• SEZIONE DI TESTO:
....................
Per lungo tempo la critica ha avuto un aspetto dopo-lavoristico: scrivevo tanto, di cose che mi piacevano, ma senza relazionarmi al contesto più ampio di chi si occupava di cinema, avendo un altro lavoro. Il mio periodo formativo è stato sulle pagine di Cineforum, grazie al grandissimo Sandro Zambetti, oggi poco celebrato: per me è stato un faro, ero ammirato dall’idea etica di un uomo impossibile e generosissimo. Se a lui il pezzo che avevi scritto non piaceva ti chiamava e stava al telefono a riscrivere il pezzo insieme a te, soprattutto se pensava che fossi all’altezza. Potrei andare avanti ore a parlarne, anche se non ho avuto con lui un rapporto particolarmente privilegiato, ma le cose che ho scritto per Cineforum agli inizi erano orrende e mi diceva come strutturare i pezzi, mi indirizzava in maniera forte.
....................
• DATI DA UTILIZZARE:
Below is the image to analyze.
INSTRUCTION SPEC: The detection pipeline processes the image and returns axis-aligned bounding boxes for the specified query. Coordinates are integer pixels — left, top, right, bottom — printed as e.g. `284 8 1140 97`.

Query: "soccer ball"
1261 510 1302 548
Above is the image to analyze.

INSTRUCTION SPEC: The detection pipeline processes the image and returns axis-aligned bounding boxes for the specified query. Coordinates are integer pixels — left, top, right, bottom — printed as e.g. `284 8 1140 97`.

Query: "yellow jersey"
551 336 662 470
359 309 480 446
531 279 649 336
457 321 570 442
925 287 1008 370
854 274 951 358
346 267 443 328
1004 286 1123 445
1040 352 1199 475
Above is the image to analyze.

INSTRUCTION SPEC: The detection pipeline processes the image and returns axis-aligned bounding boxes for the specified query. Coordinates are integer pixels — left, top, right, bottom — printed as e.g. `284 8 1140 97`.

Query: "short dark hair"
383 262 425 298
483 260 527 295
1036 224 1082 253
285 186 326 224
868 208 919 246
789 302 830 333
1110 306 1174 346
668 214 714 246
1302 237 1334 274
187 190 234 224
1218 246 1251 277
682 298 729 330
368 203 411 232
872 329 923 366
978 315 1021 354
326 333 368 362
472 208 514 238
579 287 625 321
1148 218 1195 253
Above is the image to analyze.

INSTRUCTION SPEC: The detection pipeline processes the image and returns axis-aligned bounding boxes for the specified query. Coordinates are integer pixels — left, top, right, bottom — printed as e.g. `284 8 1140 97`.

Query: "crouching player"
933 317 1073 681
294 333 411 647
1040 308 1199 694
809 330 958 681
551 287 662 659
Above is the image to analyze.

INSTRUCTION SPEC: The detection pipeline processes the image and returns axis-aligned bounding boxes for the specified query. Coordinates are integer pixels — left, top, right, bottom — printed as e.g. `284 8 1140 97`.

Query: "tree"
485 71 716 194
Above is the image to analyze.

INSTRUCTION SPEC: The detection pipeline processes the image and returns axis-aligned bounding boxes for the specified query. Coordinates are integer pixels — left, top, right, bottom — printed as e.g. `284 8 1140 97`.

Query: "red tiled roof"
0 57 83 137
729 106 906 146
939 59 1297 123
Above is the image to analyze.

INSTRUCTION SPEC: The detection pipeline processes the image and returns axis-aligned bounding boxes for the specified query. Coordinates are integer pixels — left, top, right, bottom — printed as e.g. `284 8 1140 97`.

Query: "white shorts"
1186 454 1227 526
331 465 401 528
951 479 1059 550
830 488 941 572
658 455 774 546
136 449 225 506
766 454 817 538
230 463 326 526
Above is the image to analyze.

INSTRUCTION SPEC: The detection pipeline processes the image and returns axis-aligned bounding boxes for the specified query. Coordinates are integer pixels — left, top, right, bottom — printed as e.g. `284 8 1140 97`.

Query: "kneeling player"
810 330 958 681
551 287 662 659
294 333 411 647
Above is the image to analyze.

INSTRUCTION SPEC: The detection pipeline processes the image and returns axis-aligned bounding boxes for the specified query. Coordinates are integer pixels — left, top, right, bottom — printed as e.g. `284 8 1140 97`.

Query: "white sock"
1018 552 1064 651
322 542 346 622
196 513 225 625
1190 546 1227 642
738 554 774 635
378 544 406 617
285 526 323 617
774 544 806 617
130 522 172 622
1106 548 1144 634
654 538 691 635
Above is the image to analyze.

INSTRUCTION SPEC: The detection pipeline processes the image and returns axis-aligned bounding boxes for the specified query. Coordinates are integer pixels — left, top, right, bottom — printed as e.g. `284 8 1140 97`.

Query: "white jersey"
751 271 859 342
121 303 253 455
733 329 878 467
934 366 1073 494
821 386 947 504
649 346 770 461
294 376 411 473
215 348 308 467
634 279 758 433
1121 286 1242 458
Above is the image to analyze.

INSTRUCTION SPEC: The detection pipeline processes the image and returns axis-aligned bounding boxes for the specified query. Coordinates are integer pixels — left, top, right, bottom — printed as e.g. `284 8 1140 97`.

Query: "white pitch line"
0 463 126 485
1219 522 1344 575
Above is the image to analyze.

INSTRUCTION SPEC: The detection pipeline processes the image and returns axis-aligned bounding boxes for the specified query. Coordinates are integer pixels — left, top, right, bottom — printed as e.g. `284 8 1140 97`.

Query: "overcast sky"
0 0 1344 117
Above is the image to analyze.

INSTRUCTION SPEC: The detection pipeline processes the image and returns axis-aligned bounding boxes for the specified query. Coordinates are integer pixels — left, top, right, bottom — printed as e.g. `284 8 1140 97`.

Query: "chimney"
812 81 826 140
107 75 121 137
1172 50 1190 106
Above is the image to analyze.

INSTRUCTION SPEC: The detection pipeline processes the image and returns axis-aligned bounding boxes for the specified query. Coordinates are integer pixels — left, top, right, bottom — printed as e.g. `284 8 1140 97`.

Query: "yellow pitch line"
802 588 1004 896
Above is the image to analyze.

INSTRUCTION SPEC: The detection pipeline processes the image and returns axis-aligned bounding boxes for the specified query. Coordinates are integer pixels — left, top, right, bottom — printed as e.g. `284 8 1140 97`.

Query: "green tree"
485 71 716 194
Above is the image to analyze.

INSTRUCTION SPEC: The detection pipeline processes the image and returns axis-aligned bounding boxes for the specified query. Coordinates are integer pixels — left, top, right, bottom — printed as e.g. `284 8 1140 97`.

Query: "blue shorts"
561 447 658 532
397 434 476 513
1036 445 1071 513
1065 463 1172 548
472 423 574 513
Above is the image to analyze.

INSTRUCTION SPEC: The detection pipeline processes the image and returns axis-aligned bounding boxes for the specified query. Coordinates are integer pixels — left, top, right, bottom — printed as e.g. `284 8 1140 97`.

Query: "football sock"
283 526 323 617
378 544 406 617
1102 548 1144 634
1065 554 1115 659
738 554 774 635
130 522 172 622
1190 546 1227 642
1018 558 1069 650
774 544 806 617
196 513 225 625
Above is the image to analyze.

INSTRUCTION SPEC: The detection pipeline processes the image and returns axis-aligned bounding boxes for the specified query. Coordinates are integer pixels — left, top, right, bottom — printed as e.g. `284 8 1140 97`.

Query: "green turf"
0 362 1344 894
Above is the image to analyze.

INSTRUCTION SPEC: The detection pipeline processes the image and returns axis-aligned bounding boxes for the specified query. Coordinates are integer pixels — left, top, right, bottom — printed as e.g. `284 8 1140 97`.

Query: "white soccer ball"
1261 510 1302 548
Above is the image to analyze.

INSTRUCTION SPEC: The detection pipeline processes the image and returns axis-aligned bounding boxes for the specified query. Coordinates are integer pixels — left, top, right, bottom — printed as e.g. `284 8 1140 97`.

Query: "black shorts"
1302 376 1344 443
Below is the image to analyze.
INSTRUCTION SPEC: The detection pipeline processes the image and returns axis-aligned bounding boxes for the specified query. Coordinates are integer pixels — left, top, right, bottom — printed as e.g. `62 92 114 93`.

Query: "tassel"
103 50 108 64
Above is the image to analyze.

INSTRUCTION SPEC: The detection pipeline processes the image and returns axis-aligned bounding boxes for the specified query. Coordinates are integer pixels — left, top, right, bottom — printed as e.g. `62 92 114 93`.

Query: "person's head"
....................
• ATTIVITÀ DA SVOLGERE:
**1)** Individui tutte le righe delle voci in cui compare la parola "jersey" e le riporti.
**2)** Prosegua il brano sulla formazione critica presso Cineforum, riprendendo dopo la sua ultima frase.
Il testo e le voci non hanno alcun legame tra loro.

• RISULTATI ATTESI:
**1)**
Query: "yellow jersey"
Query: "white jersey"

**2)**
Avevi una visione eclettica del cinema, già al tempo, in grado di amare gli autori e i generi?

Vivendo in provincia divoravo tutto e non perché pensavo che certi film un giorno avrebbero avuto una rivalutazione grazie a certe riviste ed edizioni limitate in blu-ray… E se in una sala c’era Roma a mano armata, lo si vedeva e dopo si andava a vedere Herbert Ross, perché in paese non c’era altro da fare. In ogni caso se dieci milioni di persone vedono un film e in dieci dicono che è brutto, anche se intellettualmente “contano” di più, forse quei dieci milioni di persone hanno visto qualcosa nel film che gli altri dieci non vedono. Un tempo i critici vedevano molti più film dei selezionatori, oggi la situazione si è invertita ed è per questo che ritengo che il mestiere di selezionatore sia quello più importante dal punto di vista critico, nel veicolare determinate opere a un pubblico.

Come hai cominciato a lavorare nei festival?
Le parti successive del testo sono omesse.